• [Supplied records]
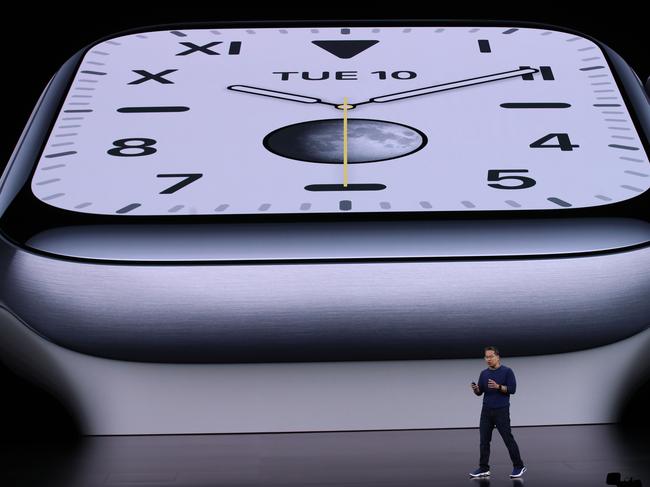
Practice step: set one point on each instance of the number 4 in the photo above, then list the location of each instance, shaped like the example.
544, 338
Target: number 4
564, 143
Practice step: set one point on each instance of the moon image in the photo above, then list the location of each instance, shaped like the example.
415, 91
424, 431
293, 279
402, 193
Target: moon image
322, 141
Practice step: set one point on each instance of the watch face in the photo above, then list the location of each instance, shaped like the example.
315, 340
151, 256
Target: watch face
329, 120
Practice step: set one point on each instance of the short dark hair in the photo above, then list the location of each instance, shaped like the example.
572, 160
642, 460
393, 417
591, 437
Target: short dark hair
494, 349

• [What the task requires] Render every line of the entries above as a Markdown table with two columns, Row and Line, numbering each row and omitting blank lines. Leave the pictures out of the table.

• [Task output]
| Row | Line |
|---|---|
| 1 | Practice step: set one point on each instance of the number 4 in the photo above, then list the location of each instance, shaped like the example. |
| 2 | 544, 338 |
| 3 | Target: number 4 |
| 4 | 564, 143 |
| 5 | Practice step: set one point on each instance of the moon image in the photo above, then list the location of each instance, shaped like the example. |
| 6 | 415, 91 |
| 7 | 424, 431 |
| 8 | 293, 279 |
| 9 | 402, 193 |
| 10 | Target: moon image |
| 11 | 322, 141 |
| 12 | Practice step: set one point on each instance of the watch face in the photo above, then list the location of each instance, shaped like the example. |
| 13 | 315, 340 |
| 14 | 151, 256 |
| 15 | Target: watch face |
| 16 | 329, 120 |
| 17 | Practice step: set one point on each instance of the short dark hair in the photo above, then list the location of each instance, shaped like the example. |
| 18 | 572, 160 |
| 19 | 642, 460 |
| 20 | 393, 417 |
| 21 | 591, 437 |
| 22 | Target: short dark hair |
| 23 | 494, 349 |